> READING PASSAGE
begin

[patch 00/37] cpu/hotplug, x86: Reworked parallel CPU bringup

From: Thomas Gleixner
Date: Fri Apr 14 2023 - 19:44:24 EST


Hi!

This is a complete rework of the parallel bringup patch series (V17)

https://lore.kernel.org/lkml/20230328195758.1049469-1-usama.arif@xxxxxxxxxxxxx

to address the issues which were discovered in review:

1) The X86 microcode loader serialization requirement

https://lore.kernel.org/lkml/87v8iirxun.ffs@tglx

Microcode loading on HT enabled X86 CPUs requires that the microcode is
loaded on the primary thread. The sibling thread(s) must be in
quiescent state; either looping in a place which is aware of potential
changes by the microcode update (see late loading) or in fully quiescent
state, i.e. waiting for INIT/SIPI.

This is required by hardware/firmware on Intel. Aside of that it's a
vendor independent software correctness issue. Assume the following
sequence:

CPU1.0 CPU1.1
CPUID($A)
Load microcode.
Changes CPUID($A, $B)
CPUID($B)

CPU1.1 makes a decision on $A and $B which might be inconsistent due
to the microcode update.

The solution for this is to bringup the primary threads first and after
that the siblings. Loading microcode on the siblings is a NOOP on Intel
and on AMD it is guaranteed to only modify thread local state.

This ensures that the APs can load microcode before reaching the alive
synchronization point w/o doing any further x86 specific
synchronization between the core siblings.

end

[Location identification items]
begin

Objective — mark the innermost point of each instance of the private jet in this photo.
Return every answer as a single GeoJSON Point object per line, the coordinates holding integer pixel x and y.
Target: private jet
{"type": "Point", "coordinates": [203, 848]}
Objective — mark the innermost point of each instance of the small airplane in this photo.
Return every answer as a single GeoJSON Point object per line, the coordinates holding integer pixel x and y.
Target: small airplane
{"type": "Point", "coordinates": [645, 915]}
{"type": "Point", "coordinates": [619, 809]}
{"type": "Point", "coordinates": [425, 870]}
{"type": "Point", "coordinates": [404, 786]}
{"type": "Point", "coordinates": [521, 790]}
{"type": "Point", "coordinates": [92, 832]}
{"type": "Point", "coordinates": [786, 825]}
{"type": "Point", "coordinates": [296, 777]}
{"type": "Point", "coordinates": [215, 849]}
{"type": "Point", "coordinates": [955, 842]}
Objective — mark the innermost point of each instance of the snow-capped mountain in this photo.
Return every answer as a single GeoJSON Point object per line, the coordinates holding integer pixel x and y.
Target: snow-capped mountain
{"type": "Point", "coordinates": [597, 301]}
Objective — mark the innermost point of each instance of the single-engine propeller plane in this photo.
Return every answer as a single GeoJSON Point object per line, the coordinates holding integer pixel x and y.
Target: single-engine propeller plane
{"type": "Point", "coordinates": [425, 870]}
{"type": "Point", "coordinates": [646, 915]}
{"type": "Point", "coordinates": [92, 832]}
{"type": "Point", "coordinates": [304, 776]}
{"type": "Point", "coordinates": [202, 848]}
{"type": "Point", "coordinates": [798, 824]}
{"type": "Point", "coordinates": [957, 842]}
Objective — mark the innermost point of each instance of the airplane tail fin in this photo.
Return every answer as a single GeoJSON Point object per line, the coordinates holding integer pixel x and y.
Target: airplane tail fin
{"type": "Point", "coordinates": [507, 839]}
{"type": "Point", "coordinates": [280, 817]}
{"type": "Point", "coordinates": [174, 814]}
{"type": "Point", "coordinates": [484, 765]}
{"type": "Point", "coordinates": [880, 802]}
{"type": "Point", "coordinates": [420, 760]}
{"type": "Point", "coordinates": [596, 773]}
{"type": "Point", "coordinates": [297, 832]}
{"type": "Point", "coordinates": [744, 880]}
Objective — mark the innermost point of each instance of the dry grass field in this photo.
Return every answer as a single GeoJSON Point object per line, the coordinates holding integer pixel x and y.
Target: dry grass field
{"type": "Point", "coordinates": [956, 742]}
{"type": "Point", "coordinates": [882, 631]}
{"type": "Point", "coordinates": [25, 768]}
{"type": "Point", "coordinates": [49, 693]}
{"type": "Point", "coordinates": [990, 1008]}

end

> CHALLENGE
Rewrite the part of the CPU bringup patch post between "https://lore.kernel.org/lkml/87v8iirxun.ffs@tglx" and "waiting for INIT/SIPI.", inclusive, putting "idle" wherever "quiescent" appears.

> EXERCISE RESULT
https://lore.kernel.org/lkml/87v8iirxun.ffs@tglx

Microcode loading on HT enabled X86 CPUs requires that the microcode is
loaded on the primary thread. The sibling thread(s) must be in
idle state; either looping in a place which is aware of potential
changes by the microcode update (see late loading) or in fully idle
state, i.e. waiting for INIT/SIPI.